- _INPUT FOR THIS TASK_
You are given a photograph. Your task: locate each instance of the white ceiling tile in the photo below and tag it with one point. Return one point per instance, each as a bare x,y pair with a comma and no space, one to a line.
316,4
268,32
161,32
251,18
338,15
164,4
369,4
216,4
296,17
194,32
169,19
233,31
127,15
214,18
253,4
* * *
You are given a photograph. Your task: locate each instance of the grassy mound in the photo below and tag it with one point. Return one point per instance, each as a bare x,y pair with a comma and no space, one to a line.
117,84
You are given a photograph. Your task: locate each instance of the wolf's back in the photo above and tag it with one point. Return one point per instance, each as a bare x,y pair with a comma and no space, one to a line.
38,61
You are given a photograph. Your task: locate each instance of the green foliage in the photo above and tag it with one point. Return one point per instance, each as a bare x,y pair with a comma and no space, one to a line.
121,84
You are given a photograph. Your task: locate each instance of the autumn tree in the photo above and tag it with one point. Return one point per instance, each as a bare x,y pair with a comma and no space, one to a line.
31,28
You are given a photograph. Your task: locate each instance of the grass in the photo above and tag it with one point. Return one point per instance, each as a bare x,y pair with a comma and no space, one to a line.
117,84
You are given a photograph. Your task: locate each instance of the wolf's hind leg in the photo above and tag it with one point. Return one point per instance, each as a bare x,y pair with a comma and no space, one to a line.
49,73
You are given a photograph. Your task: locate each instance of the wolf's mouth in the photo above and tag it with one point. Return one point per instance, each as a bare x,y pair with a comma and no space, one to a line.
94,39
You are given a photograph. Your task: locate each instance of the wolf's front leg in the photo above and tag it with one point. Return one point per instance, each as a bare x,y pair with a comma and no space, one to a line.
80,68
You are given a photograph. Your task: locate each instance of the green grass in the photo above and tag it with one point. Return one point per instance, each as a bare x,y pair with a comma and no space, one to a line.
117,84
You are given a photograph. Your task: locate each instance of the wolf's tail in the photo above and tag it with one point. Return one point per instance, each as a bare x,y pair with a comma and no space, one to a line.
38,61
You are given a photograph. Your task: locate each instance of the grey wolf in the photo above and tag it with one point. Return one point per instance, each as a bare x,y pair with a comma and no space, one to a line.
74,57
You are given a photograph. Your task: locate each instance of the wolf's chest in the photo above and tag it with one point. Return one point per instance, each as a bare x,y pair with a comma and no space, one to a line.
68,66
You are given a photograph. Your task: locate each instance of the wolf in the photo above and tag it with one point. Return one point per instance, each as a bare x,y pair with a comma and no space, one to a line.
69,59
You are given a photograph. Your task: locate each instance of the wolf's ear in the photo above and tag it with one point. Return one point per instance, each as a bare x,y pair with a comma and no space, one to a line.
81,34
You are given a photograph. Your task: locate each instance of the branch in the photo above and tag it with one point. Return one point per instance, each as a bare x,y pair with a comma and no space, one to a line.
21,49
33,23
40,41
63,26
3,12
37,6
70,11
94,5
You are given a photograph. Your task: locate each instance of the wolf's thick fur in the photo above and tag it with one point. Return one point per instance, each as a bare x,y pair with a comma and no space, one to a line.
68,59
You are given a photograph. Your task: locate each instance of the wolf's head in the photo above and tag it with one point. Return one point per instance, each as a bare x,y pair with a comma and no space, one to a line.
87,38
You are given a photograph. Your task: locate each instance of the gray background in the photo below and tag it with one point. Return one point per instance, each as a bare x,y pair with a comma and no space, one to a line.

- _WORK TO COMPLETE_
Above are the entries. Output exactly the lines beginning with the line that has "of the branch" and ending with the line that has "of the gray".

- _TASK RESULT_
You are given a photograph. Your task: locate each instance of the branch in the photo above and tag it with one point. Return one point per instance, each as a bare x,y pair with a comma and no space, one to a line.
21,49
33,23
40,41
63,26
3,12
37,6
70,11
94,5
You are given a photograph. Your task: locate each instance of the wolf's thick fur in the photo above and tag it with one point. Return one point per instance, each as a bare x,y pair with a comma and no space, one to a line.
68,59
You are given a photograph. Your task: locate each instance of the wolf's head in the photo above and tag it with one point. Return one point per instance, each as a bare x,y pair with a comma and no space, one to a line.
87,38
You are given a photograph. Your task: locate each instance of the gray background in the photo below and tag it with one point. Return one point per instance, each as a bare x,y pair with a comma and no space, one to a line.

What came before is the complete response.